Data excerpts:
______________________________

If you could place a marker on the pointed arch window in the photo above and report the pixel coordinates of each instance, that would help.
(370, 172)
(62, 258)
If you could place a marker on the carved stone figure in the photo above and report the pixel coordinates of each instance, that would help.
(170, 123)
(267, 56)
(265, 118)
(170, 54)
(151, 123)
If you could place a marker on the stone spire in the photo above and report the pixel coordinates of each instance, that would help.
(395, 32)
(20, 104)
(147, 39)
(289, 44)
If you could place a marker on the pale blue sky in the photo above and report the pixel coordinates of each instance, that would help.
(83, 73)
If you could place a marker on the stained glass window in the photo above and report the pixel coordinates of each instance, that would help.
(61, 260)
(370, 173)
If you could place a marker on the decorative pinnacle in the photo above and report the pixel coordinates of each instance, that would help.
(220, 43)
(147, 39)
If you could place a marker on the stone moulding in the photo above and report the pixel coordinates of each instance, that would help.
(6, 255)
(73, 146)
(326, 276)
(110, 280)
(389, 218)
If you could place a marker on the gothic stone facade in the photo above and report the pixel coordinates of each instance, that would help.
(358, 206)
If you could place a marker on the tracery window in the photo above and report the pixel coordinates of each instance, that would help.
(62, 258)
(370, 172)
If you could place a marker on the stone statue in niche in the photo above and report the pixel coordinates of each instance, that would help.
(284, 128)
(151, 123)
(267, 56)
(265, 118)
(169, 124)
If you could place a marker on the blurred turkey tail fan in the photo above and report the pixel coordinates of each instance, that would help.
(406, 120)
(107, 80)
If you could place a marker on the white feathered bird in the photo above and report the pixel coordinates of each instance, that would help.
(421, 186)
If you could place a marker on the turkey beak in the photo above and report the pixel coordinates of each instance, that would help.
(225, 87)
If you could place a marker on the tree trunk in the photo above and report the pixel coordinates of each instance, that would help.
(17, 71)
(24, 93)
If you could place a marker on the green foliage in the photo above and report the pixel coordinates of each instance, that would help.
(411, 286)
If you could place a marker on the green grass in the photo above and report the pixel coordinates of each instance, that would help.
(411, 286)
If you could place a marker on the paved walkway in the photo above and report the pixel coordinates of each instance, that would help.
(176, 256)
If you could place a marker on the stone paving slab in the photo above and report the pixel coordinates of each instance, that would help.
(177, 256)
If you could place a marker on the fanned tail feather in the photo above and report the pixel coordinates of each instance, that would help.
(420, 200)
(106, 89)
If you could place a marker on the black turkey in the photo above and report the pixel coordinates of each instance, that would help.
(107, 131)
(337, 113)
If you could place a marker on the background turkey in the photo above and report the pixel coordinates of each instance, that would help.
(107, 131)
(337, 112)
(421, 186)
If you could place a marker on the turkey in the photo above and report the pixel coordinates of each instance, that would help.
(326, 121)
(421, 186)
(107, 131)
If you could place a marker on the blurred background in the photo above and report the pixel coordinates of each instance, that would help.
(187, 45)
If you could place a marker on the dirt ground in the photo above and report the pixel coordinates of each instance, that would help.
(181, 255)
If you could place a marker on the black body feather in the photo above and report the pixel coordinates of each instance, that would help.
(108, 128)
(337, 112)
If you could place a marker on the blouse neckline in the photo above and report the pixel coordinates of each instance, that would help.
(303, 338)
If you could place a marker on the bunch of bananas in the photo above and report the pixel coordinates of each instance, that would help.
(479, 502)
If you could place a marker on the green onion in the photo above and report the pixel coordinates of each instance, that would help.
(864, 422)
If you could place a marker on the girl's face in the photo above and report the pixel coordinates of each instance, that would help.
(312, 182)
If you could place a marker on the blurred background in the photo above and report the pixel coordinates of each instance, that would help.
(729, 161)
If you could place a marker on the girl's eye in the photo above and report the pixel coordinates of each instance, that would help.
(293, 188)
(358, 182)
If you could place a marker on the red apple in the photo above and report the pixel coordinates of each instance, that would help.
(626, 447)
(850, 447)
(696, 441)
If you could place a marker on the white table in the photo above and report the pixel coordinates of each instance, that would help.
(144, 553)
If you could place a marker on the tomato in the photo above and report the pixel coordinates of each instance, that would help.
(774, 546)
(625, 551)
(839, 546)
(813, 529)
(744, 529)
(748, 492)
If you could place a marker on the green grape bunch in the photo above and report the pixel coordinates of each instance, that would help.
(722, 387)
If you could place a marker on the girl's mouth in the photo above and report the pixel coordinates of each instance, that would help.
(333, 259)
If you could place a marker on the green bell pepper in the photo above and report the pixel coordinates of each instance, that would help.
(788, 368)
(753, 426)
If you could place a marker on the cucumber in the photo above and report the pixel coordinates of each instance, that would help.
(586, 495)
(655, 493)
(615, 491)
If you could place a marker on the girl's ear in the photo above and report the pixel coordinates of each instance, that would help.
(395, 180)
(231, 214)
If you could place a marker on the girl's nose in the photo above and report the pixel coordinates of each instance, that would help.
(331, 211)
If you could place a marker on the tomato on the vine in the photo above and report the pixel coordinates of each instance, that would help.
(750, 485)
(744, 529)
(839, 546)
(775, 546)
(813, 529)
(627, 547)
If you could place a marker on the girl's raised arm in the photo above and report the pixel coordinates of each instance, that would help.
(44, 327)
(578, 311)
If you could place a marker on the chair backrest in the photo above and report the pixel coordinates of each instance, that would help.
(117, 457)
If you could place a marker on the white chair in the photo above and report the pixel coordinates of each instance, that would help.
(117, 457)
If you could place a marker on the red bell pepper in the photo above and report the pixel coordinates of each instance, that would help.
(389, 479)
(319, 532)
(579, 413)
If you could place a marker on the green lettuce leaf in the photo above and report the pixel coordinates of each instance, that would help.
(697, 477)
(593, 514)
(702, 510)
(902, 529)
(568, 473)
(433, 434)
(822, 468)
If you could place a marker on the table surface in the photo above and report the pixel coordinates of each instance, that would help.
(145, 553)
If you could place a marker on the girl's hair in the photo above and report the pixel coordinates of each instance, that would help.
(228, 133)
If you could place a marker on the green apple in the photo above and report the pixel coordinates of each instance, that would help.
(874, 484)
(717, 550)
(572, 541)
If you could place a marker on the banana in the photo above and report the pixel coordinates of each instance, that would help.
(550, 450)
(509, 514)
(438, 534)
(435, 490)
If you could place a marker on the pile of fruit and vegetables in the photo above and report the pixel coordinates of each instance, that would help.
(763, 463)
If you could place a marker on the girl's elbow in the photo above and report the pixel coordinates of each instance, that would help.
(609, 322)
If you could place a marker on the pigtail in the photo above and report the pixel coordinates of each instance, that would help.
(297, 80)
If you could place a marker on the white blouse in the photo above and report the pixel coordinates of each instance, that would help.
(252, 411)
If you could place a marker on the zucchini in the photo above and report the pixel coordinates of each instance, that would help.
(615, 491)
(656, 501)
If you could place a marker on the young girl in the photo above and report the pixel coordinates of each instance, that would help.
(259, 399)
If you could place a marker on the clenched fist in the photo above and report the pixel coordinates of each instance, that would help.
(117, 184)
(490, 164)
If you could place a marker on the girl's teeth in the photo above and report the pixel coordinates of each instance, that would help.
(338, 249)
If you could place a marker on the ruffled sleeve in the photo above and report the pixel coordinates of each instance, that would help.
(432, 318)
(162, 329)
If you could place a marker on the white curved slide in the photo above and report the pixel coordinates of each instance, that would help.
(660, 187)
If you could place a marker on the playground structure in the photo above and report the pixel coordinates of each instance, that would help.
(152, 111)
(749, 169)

______________________________

• WHAT THIS TASK INVOLVES: Go through the records and copy all of them exactly.

• RESPONSE:
If you could place a marker on the pointed arch window in the photo above and report the pixel coordinates of each instance, that would help.
(370, 172)
(62, 258)
If you could place a marker on the carved stone figure in the photo above and report the pixel coordinates of each instance, that would help.
(170, 123)
(267, 56)
(265, 118)
(170, 54)
(151, 123)
If you could place a marker on the stone spire in the photo above and report the pixel coordinates of each instance, that would help.
(395, 32)
(20, 104)
(147, 39)
(289, 44)
If you could place a marker on the pale blue sky in the photo above and report the pixel coordinates of each instance, that would help.
(83, 73)
If you could place a marker on the stained glass window in the photo above and report the pixel coordinates of each instance, that would help.
(61, 260)
(370, 173)
If you could place a marker on the decorative pinnacle in the photo above and report the pixel coordinates of each instance, that would help.
(220, 43)
(147, 39)
If you could place a marker on the stone moulding in the photo above and report the pixel coordinates of each instance, that would help.
(6, 255)
(73, 146)
(326, 276)
(110, 280)
(389, 218)
If you could place a marker on the gothic stone facade in the photo above and report the pixel coordinates of each instance, that would help.
(358, 206)
If you could place a marker on the tracery window in the photo above and report the pixel coordinates of each instance, that would help.
(62, 258)
(370, 172)
If you could place a marker on the stone statue in niche in the photo above and report the pixel coordinates of each instance, that would help.
(284, 128)
(151, 123)
(267, 56)
(265, 118)
(169, 124)
If you could place a marker on the blurred turkey tail fan in the photo above and report the pixel coordinates of each instance, that would help.
(406, 120)
(107, 80)
If you could place a marker on the white feathered bird in the photo above and report the pixel coordinates of each instance, that would help.
(421, 186)
If you could place a marker on the turkey beak in the photo above and report the pixel coordinates of each instance, that would help.
(225, 87)
If you could place a marker on the tree trunk in the photo above and report the pixel coordinates of each instance, that would help.
(17, 71)
(24, 93)
If you could place a marker on the green foliage in the photo above and report the pixel coordinates of each instance, that would help.
(411, 286)
If you could place a marker on the green grass in the photo above and report the pixel coordinates of each instance, that would help.
(411, 286)
If you could place a marker on the paved walkway in the photo above and report the pixel coordinates of each instance, that would help.
(176, 256)
If you could place a marker on the stone paving slab in the photo above and report the pixel coordinates of each instance, that would help.
(177, 256)
If you could place a marker on the fanned tail feather in the photo above and report the pixel coordinates of each instance, that would help.
(420, 200)
(106, 89)
If you could place a marker on the black turkey in the photo above and report the pixel coordinates of each instance, that would help.
(107, 131)
(337, 113)
If you could place a marker on the background turkey in the photo above and report the pixel coordinates of each instance, that would help.
(107, 131)
(337, 112)
(421, 186)
If you could place a marker on the turkey in the photo above and report the pixel coordinates of each instance, that would help.
(326, 121)
(421, 186)
(107, 131)
If you could place a marker on the blurred background in the photo above and report the pixel coordinates of each instance, that would help.
(187, 45)
If you could place a marker on the dirt ground in the photo above and report the pixel coordinates of each instance, that would help.
(181, 255)
If you could place a marker on the black body feather in the photo above and report the pixel coordinates of each instance, that would help.
(108, 128)
(337, 112)
If you could place a marker on the blouse neckline in the photo above and report the pixel coordinates of each instance, that would help.
(303, 338)
If you could place a marker on the bunch of bananas in the photo above and report the pixel coordinates of each instance, that would help.
(479, 502)
If you could place a marker on the green onion in the photo above and report the pixel coordinates of each instance, that would help.
(864, 422)
If you could place a marker on the girl's face in the photo above and report the pixel coordinates of each instance, that would help.
(312, 182)
If you could place a marker on the blurred background in the photo above and report the pixel coordinates of each instance, that would help.
(729, 161)
If you could place a marker on the girl's eye in the photo above and report the pixel coordinates of each instance, that would help.
(293, 188)
(358, 182)
If you could place a marker on the red apple in the photo above and report the pixel coordinates of each instance, that would help.
(626, 447)
(850, 447)
(696, 441)
If you could place a marker on the white table in the photo above and report the pixel coordinates of each instance, that would help.
(144, 553)
If you could place a marker on the tomato in the photo above and report the pixel coordinates of each instance, that would help.
(774, 546)
(625, 551)
(839, 546)
(813, 529)
(744, 529)
(748, 492)
If you could place a marker on the green grape bunch in the photo above and report the pixel coordinates of each instance, that would help.
(722, 387)
If you could place a marker on the girl's mouth in the photo above and report the pixel coordinates of each instance, that would help.
(333, 259)
If you could place a marker on the green bell pepper in the photo above and report the pixel coordinates of each instance, that would help.
(788, 368)
(753, 426)
If you could place a marker on the cucumber in the photo above and report the pixel coordinates of each instance, that would help.
(586, 495)
(655, 493)
(615, 491)
If you could place a marker on the girl's ear in the photo above and report the pixel coordinates of each instance, that would help.
(395, 180)
(231, 214)
If you could place a marker on the girl's nose in the photo above and report the pixel coordinates of each instance, that would help.
(331, 211)
If you could place a marker on the tomato on the vine in the photo above and report the pixel coordinates of each instance, that would help.
(750, 485)
(744, 529)
(839, 546)
(775, 546)
(813, 529)
(627, 547)
If you could place a marker on the girl's raised arm in the photo above and report the pixel coordinates of each instance, that would help.
(44, 327)
(578, 311)
If you could place a marker on the chair backrest in the photo above and report the pixel coordinates of each instance, that would help.
(117, 457)
If you could place a marker on the white chair in the photo above and report the pixel coordinates of each instance, that would help.
(117, 457)
If you could place a marker on the red bell pepper in the photo above and report the pixel coordinates of each instance, that would help.
(389, 479)
(319, 532)
(579, 413)
If you could place a marker on the green lettuce leaf in the photo above and report the pixel coordinates of each instance, that would help.
(697, 477)
(593, 514)
(702, 510)
(902, 529)
(568, 473)
(433, 434)
(822, 468)
If you could place a marker on the table surface in the photo above and report the pixel coordinates of each instance, that would help.
(145, 553)
If you could place a marker on the girl's hair in the photo above and report the pixel coordinates of each instance, that would help.
(228, 133)
If you could place a marker on the green apple in the photo above and report the pixel coordinates of each instance, that would help.
(874, 484)
(717, 550)
(572, 541)
If you could place a marker on the banana in the photo above and report the pixel coordinates of each instance, that would help.
(550, 450)
(509, 514)
(438, 534)
(435, 490)
If you could place a marker on the pile of fruit and vegetables in the photo above and report the pixel coordinates of each instance, that would help.
(763, 463)
If you could place a marker on the girl's elbow in the photo above and report the pixel coordinates of each instance, that would help.
(609, 322)
If you could place a marker on the pigtail in the photo above and report the pixel coordinates of each instance, that would help.
(297, 80)
If you could place a marker on the white blouse in the photo above and report the pixel coordinates of each instance, that would help.
(252, 411)
If you could place a marker on the zucchini in the photo above and report the pixel coordinates of each instance, that would help.
(615, 491)
(656, 501)
If you could place a marker on the young girl in the photo above and report the pixel coordinates of each instance, that would help.
(259, 399)
If you could place a marker on the clenched fist in the photo above and report the pixel coordinates of each instance, that would help.
(117, 184)
(490, 164)
If you could place a marker on the girl's teeth in the photo above and report the pixel coordinates of each instance, that would help.
(338, 249)
If you could place a marker on the ruffled sleeve in the photo above and report the pixel coordinates of each instance, that would help.
(432, 318)
(162, 329)
If you could place a marker on the white curved slide in the photo above and report the pixel coordinates of each instance, that would help.
(660, 187)
If you could place a marker on the playground structure in the photo above and report the pixel coordinates of each instance, that would help.
(152, 111)
(749, 169)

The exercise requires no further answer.